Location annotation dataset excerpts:
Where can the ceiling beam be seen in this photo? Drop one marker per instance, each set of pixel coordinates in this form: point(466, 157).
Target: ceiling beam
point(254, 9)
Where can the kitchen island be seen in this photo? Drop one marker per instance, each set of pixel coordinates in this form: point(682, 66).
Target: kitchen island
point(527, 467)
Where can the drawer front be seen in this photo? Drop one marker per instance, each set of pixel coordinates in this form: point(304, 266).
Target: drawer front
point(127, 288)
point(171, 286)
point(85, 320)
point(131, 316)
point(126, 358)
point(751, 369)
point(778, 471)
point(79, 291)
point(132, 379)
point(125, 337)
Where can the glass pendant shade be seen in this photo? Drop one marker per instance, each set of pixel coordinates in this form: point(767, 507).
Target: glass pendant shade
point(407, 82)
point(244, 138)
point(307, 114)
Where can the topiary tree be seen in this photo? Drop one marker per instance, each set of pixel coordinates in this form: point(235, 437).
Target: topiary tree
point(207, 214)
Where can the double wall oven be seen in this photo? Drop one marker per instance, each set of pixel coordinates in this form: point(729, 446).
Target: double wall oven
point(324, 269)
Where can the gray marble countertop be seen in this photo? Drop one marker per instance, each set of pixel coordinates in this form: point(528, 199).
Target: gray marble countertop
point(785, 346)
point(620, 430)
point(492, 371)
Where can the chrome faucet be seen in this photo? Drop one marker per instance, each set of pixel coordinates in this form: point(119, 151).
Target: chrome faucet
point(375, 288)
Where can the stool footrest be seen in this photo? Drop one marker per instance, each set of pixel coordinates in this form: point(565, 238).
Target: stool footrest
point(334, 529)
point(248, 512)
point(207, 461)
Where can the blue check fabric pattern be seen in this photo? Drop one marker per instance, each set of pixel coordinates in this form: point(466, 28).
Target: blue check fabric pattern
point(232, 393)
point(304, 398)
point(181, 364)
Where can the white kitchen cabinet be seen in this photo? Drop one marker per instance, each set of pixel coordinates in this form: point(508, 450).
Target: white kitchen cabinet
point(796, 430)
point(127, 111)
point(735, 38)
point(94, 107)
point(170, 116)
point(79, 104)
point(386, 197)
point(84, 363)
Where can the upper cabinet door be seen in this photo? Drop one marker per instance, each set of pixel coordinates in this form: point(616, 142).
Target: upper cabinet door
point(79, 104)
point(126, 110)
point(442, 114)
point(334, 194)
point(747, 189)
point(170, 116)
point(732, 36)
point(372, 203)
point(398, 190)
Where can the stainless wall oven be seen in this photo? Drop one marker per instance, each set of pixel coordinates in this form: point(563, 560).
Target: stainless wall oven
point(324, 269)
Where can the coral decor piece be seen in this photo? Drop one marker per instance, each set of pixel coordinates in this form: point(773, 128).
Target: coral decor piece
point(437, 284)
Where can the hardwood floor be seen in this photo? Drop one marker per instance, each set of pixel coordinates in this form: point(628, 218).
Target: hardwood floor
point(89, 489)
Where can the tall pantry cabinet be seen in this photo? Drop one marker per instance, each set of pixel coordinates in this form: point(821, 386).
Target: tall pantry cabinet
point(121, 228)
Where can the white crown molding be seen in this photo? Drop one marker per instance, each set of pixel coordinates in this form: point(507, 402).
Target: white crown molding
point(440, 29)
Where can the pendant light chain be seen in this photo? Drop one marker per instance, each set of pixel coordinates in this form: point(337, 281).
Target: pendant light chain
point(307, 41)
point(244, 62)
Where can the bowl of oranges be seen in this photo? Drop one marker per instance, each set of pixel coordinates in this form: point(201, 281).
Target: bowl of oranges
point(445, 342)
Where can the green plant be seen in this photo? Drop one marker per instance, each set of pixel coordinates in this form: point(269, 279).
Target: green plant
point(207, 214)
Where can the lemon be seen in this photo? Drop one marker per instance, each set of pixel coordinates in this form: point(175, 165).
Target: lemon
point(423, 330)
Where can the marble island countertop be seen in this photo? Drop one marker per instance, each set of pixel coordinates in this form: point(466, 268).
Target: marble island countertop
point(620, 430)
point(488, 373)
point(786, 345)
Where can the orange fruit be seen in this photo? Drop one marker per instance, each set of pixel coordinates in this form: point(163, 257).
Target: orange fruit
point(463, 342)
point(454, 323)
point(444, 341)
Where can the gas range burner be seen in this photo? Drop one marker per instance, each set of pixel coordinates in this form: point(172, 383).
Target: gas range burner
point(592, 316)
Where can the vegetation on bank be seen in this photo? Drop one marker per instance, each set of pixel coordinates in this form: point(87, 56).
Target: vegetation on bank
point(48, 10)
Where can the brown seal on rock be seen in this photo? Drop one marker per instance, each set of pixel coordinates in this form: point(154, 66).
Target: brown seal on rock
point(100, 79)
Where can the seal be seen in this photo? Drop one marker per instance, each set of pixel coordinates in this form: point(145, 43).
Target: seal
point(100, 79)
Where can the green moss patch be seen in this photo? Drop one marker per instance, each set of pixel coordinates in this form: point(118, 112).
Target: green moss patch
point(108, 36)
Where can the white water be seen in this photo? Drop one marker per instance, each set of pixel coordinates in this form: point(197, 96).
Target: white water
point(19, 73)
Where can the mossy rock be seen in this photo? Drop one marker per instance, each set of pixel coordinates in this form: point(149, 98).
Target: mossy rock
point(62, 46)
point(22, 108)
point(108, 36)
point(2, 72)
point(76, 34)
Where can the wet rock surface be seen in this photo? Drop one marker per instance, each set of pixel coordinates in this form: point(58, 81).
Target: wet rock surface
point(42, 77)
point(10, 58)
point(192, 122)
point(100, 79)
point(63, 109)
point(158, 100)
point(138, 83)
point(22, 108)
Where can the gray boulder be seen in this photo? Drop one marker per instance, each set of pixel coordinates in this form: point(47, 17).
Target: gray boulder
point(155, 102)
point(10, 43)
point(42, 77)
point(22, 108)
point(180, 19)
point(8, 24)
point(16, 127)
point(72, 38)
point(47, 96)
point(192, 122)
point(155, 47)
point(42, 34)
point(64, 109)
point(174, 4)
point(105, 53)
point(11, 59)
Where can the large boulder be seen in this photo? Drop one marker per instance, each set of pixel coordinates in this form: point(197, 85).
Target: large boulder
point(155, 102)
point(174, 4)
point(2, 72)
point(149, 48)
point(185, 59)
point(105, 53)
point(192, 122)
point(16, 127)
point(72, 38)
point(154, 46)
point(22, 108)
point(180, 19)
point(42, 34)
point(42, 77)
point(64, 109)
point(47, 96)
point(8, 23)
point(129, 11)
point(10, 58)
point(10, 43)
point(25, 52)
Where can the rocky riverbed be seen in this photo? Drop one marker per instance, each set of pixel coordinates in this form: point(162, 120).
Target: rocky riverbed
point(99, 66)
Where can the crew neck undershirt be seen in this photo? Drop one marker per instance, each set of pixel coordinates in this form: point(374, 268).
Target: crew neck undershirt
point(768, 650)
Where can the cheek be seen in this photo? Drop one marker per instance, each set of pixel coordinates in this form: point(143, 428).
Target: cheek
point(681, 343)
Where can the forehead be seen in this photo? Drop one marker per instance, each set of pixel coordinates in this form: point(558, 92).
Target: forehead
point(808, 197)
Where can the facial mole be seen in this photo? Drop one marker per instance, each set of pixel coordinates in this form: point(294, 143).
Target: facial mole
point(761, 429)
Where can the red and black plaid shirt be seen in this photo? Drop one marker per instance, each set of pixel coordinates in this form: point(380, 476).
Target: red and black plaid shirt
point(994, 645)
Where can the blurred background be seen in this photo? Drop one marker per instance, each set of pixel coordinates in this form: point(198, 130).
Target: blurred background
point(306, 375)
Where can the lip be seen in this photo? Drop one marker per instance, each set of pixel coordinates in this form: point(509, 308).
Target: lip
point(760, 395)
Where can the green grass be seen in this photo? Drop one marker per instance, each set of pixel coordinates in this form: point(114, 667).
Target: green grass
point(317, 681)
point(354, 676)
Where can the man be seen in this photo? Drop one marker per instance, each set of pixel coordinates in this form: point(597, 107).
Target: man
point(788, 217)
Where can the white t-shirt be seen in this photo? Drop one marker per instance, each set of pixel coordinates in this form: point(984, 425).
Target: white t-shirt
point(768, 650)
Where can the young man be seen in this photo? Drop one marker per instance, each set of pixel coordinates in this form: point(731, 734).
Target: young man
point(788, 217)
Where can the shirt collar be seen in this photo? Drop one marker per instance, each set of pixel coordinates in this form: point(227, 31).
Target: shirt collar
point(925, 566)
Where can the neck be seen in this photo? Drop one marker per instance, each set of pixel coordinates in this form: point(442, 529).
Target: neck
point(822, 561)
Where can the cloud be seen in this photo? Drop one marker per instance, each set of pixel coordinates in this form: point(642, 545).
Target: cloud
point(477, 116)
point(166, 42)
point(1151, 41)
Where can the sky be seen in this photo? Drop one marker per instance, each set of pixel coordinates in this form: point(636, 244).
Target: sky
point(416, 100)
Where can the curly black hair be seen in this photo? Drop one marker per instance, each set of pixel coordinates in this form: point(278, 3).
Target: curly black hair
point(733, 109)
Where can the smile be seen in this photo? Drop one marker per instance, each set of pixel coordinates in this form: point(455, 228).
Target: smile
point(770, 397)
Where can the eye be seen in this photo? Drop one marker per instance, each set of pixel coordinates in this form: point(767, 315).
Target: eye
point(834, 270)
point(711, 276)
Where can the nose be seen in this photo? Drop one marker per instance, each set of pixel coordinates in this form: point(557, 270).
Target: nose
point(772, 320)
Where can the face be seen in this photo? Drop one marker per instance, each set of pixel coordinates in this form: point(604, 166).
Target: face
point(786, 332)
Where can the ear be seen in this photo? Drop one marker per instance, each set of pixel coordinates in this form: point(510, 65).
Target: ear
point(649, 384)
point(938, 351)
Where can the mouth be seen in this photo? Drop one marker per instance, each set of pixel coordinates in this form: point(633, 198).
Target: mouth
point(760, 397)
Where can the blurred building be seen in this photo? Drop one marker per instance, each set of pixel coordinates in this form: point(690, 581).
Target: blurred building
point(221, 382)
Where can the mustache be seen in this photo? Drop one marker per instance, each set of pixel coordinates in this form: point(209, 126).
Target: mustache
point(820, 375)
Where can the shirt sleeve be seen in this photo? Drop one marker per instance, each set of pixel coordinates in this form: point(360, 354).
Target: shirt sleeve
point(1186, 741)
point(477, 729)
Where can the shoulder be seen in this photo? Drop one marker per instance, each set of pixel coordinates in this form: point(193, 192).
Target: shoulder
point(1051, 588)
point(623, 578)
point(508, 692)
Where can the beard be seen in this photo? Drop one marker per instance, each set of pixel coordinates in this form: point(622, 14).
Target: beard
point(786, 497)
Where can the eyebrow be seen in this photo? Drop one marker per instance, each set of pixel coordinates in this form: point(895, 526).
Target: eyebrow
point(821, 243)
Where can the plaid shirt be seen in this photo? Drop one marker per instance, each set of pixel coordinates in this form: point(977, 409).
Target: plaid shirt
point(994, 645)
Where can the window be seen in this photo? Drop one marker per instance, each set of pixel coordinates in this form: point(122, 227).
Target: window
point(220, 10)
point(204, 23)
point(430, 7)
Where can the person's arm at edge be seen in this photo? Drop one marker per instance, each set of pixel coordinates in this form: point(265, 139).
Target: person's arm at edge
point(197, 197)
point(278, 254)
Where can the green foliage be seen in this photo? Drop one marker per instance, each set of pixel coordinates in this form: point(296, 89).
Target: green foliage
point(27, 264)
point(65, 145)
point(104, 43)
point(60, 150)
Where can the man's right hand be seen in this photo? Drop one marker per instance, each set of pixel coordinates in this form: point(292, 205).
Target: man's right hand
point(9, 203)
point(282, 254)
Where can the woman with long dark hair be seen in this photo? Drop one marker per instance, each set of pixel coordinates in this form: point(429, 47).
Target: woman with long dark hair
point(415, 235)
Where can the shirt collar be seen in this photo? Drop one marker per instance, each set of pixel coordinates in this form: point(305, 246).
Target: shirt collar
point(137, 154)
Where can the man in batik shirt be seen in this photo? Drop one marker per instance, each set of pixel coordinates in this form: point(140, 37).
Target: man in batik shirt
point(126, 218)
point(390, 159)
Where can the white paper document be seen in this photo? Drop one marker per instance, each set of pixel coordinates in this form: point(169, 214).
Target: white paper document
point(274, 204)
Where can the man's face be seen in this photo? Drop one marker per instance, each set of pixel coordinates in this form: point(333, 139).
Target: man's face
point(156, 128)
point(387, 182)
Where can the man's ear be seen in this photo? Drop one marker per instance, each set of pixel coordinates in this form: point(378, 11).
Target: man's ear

TO DO: Quote the entries above word for word, from the first line through the line containing "point(375, 288)", including that line.

FINISHED ANSWER:
Where can the ceiling beam be seen in this photo? Drop one marker per instance, each set of pixel coordinates in this form: point(466, 157).
Target: ceiling beam
point(254, 9)
Where can the kitchen island be seen in this photo? Drop one marker per instance, each set of pixel coordinates in this form: point(682, 66).
Target: kitchen island
point(527, 467)
Where can the drawer front be seen in this photo? Drop one marker per instance, each set of pixel coordinates in this form: point(304, 266).
Target: drawer front
point(127, 288)
point(171, 286)
point(85, 320)
point(131, 316)
point(126, 358)
point(751, 369)
point(778, 471)
point(79, 291)
point(132, 379)
point(125, 337)
Where can the glass pendant shade be seen in this photo? Drop one marker per instance, each set of pixel coordinates in this form: point(767, 507).
Target: glass pendant shade
point(407, 82)
point(244, 138)
point(307, 114)
Where can the topiary tree be seen in this photo? Drop one marker per instance, each set of pixel coordinates in this form: point(235, 437).
Target: topiary tree
point(207, 214)
Where can the double wall oven be seen in this photo? Drop one marker per instance, each set of pixel coordinates in this form: point(729, 446).
Target: double wall oven
point(324, 269)
Where can the gray marble countertop be seen in this photo? Drop one marker per instance, each set of pixel coordinates in this form: point(528, 199).
Target: gray marble countertop
point(785, 346)
point(620, 430)
point(492, 371)
Where can the chrome faucet be seen in this photo? Drop one marker per instance, each set of pixel coordinates in this form: point(119, 151).
Target: chrome faucet
point(375, 288)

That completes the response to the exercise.